Exercise input

★ ★ ★

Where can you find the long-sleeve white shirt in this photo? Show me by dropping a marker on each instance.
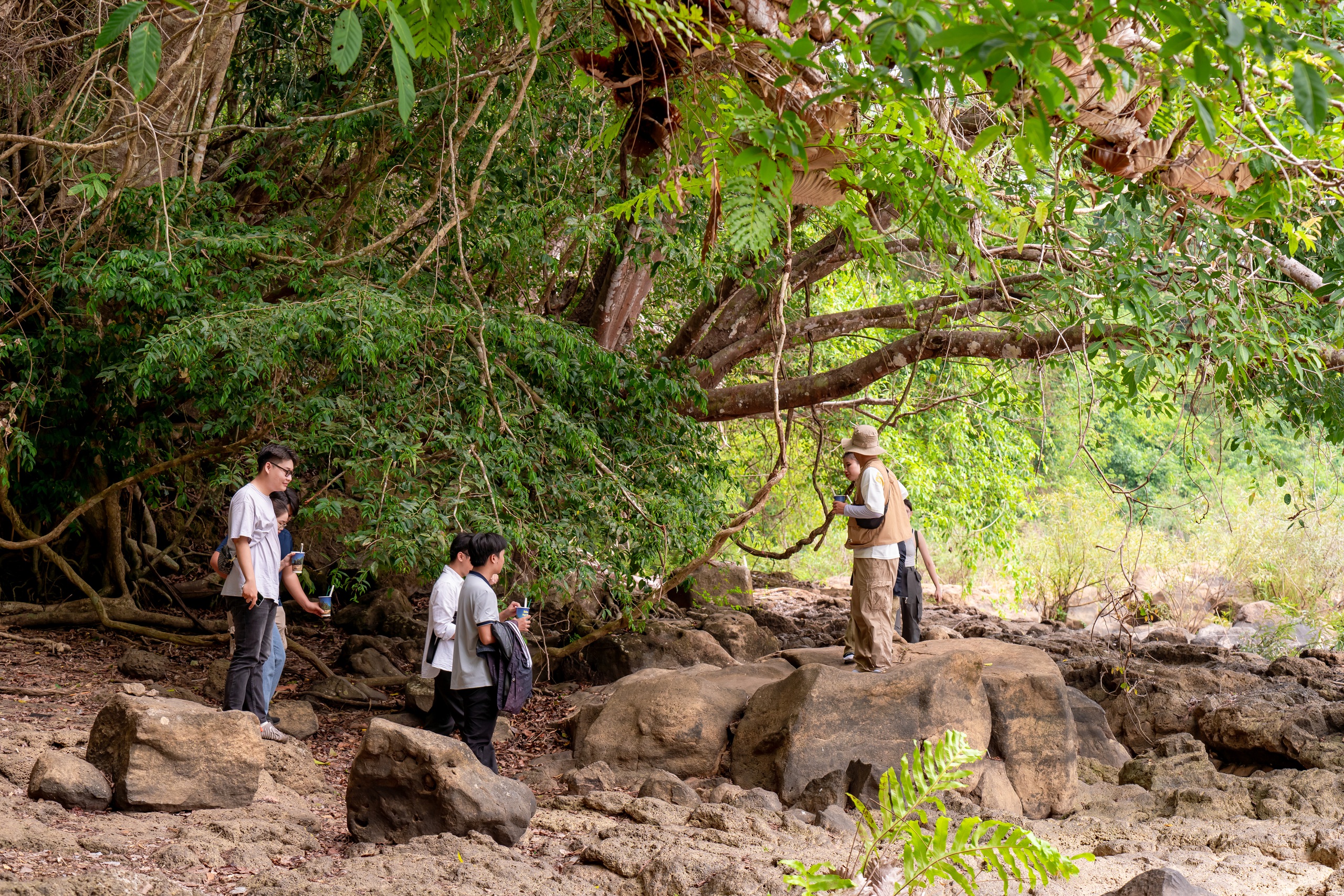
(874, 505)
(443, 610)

★ ★ ★

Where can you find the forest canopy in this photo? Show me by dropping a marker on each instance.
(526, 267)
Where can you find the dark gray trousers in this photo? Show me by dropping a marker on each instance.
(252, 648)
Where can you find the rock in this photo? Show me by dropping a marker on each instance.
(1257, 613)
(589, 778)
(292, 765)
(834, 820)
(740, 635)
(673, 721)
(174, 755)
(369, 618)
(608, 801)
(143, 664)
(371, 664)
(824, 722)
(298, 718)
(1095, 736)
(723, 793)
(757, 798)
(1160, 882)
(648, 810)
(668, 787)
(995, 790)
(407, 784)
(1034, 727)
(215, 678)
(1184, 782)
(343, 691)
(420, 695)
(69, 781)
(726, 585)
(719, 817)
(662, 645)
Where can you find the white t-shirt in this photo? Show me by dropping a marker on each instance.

★ ★ ★

What the task requires
Count how many lines above contain the word "marker", matching case exactly, and give only that number.

Solution for this task
5